**What to do**:
Find each line in the items below that contains the string "grass", with case counting, and copy those lines.

## Begin Items

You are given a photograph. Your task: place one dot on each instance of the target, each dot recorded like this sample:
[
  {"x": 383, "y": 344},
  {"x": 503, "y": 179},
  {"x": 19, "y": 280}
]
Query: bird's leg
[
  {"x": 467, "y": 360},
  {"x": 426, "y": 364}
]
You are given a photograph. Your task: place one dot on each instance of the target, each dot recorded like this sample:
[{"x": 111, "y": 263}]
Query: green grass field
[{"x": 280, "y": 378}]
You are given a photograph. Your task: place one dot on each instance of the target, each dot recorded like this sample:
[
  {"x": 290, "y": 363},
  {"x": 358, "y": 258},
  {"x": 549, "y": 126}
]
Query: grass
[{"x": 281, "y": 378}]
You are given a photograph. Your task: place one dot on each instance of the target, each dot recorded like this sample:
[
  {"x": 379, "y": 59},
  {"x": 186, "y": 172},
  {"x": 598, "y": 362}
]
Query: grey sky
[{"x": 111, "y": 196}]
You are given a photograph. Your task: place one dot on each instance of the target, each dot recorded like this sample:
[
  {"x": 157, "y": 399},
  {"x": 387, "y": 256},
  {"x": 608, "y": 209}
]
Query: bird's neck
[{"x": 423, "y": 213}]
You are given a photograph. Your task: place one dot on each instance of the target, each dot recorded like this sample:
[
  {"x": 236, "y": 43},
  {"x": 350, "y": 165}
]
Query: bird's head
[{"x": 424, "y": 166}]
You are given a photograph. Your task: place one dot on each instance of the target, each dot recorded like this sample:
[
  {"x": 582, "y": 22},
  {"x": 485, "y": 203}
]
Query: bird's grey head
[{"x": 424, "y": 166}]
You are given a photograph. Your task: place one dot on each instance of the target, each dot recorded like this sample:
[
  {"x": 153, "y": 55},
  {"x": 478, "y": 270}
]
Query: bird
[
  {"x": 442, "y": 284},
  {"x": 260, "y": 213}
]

## End Items
## Begin Items

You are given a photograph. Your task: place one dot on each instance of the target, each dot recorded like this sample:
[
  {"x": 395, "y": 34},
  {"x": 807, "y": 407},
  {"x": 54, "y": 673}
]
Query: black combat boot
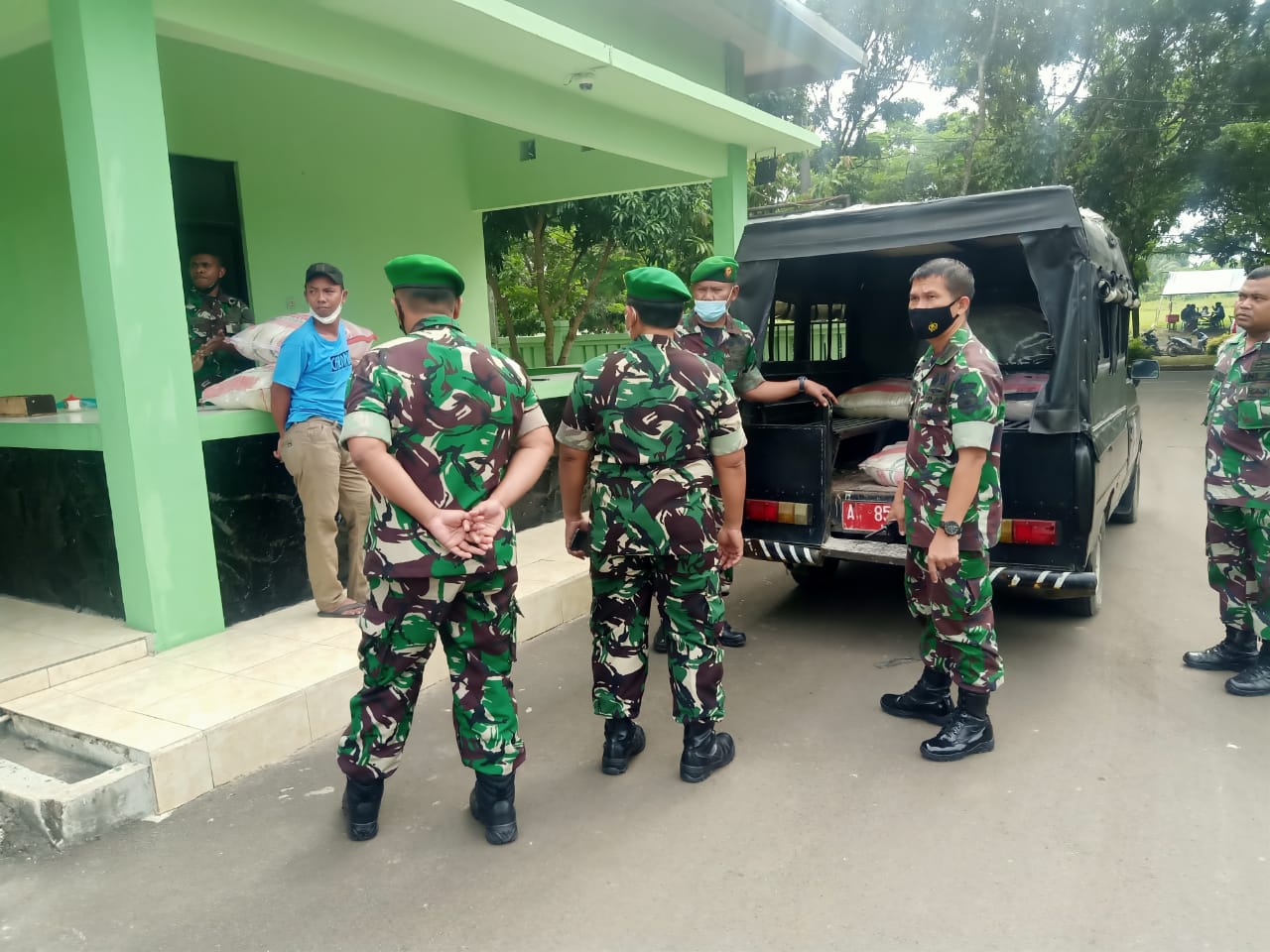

## End Items

**Task result**:
Query: green grass field
Query: grass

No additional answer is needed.